• **WHAT TO DO**
Each record that follows is to be output in full, precisely as written.

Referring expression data
══════════════════════════════
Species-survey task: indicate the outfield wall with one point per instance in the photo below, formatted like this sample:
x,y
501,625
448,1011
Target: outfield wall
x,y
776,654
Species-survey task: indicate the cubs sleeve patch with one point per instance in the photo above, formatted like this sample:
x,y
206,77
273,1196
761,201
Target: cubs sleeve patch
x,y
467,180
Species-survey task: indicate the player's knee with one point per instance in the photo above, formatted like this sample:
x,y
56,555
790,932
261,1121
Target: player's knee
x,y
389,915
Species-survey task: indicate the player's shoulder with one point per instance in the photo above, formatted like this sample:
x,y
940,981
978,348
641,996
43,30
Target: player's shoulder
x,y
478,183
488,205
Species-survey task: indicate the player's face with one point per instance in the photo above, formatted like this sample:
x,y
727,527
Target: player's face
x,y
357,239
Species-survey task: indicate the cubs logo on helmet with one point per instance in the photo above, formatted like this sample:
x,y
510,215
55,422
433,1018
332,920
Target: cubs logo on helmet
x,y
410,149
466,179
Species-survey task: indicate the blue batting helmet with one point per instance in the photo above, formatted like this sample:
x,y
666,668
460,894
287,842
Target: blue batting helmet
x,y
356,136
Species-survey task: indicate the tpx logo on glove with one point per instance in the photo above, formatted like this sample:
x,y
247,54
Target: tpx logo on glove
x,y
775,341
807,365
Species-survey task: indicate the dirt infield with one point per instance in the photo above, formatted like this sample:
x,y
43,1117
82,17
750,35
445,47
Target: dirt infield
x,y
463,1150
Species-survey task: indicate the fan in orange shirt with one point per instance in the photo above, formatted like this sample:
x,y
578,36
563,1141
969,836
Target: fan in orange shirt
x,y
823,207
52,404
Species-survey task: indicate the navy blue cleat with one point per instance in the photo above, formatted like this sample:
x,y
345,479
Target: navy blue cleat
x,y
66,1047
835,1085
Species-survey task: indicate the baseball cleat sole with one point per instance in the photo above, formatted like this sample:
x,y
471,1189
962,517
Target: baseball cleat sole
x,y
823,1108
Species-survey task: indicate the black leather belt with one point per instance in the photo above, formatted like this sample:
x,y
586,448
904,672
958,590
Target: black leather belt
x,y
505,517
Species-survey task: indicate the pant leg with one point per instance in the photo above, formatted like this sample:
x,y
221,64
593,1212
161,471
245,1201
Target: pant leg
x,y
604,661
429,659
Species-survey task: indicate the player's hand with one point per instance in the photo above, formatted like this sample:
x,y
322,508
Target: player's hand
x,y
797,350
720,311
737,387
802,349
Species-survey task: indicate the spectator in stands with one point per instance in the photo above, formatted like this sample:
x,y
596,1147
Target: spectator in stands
══════════════════════════════
• **EXERCISE SOLUTION**
Species-survey task: indicate the outfield wall with one point per instance in the photo below, formatted like this sample:
x,y
501,625
448,1011
Target: outfield wall
x,y
776,654
Species-survey task: indicate the cubs sleeve patch with one point per instance in the photo above, formatted like this sample:
x,y
206,77
273,1196
761,201
Target: cubs sleeve patch
x,y
467,180
Species-survey task: indicate the player's knee with one point per instance in the photo above, formatted like this sample:
x,y
56,555
790,932
261,1121
Target: player's knee
x,y
389,915
Species-survey task: indicate the player's shoulder with one point per instance in the photo above, formatted like this sample:
x,y
940,981
978,348
641,996
43,30
Target: player's shoulder
x,y
478,183
488,205
Species-survey task: indicate the player's face with one point per instance in the photo above, formatted like this sample:
x,y
727,527
Target: player's face
x,y
357,239
Species-survey task: indicate the cubs logo on helmet with one point per instance in the photo above, formatted like this sample:
x,y
510,215
55,422
433,1018
332,920
Target: cubs logo on helmet
x,y
410,149
466,179
Species-survey task: indicate the blue batting helmet with one point per instance in the photo above, formatted like this sample:
x,y
666,668
460,894
287,842
Target: blue batting helmet
x,y
356,136
Species-survey task: indicate the tpx logo on glove with one point per instance in the photo above, formatted like this sample:
x,y
247,54
Target: tpx logo on glove
x,y
775,341
807,365
Species-survey task: indicate the dirt infield with one point per instance in the photo above, formatted like this sample:
x,y
43,1117
82,17
750,35
445,47
Target: dirt infield
x,y
463,1150
Species-survey task: indicate the fan in orange shirt with one point per instance in the photo above, formatted like this sample:
x,y
578,36
563,1141
969,836
Target: fan in orange shirt
x,y
823,207
52,404
Species-survey task: indicate the navy blue cleat with one point per instance in the photo above, formatted like this sample:
x,y
345,479
Target: navy blue cleat
x,y
66,1047
835,1085
Species-survey task: indicate the baseball cleat sole with one point per instance in the photo above, formatted like this sample:
x,y
471,1189
962,517
Target: baseball cleat sole
x,y
823,1108
Species-survey task: indicate the black leather belt with one point per instance in the photo above, formatted like this sample:
x,y
586,448
904,672
958,590
Target: black leather belt
x,y
505,517
Species-survey task: indicate the pant leg with one point per instance in the photo above, formatted like this sample:
x,y
221,64
593,1212
161,471
245,1201
Target: pant leg
x,y
604,661
429,659
Species-survey task: indicate the player's hand with one point per instance in the photo above, formatted like this sample:
x,y
322,508
Target: player's hand
x,y
797,350
720,311
737,387
802,349
Species-survey task: indicate the spectator in stands with one point per instance in the photo above, formatted like this sample:
x,y
596,1147
Target: spectator in stands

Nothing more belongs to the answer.